◆ **YOUR GOAL**
Report how many lines in the items below contain the word "jacket". Give only the number.

◆ **DATA RECORDS**
◆ ◆ ◆

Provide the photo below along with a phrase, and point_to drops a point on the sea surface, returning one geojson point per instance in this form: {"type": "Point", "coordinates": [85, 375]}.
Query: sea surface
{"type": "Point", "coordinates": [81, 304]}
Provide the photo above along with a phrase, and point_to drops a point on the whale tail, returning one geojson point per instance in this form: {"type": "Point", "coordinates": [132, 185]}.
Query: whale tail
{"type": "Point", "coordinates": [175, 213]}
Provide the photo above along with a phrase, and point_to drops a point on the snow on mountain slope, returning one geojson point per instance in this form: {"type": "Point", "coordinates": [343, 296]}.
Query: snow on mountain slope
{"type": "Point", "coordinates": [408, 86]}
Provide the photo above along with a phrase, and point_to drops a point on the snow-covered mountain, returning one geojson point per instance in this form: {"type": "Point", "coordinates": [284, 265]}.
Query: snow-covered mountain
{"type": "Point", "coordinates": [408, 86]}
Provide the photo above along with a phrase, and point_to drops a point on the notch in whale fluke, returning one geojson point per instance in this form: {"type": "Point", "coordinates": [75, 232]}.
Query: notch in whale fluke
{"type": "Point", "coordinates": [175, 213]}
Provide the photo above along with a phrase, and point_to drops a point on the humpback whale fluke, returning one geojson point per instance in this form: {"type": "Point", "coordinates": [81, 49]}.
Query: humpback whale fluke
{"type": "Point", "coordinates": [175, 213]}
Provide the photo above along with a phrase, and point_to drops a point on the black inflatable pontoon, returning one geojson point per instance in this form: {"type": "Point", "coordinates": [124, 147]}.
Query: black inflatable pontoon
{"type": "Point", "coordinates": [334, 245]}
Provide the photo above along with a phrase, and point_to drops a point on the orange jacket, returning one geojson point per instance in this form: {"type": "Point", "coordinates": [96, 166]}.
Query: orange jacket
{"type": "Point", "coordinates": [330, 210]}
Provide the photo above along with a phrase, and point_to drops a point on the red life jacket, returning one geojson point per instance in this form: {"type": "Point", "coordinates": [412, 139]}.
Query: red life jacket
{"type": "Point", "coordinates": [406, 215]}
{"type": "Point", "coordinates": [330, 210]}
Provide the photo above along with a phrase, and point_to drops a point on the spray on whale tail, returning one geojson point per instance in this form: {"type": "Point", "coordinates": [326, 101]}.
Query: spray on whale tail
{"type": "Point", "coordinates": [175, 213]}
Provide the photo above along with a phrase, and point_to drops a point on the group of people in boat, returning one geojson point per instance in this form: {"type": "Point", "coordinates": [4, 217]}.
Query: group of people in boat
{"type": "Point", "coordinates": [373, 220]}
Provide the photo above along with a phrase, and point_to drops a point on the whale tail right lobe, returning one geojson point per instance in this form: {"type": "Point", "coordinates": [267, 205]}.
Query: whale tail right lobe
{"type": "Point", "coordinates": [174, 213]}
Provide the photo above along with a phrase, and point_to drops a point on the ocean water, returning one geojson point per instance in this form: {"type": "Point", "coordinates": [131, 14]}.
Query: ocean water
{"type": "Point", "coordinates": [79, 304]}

◆ ◆ ◆

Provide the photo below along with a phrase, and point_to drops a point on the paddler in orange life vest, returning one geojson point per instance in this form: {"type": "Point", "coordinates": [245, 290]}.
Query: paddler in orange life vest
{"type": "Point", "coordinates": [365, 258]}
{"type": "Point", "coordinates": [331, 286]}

◆ ◆ ◆

◆ **ANSWER TO THIS PROBLEM**
4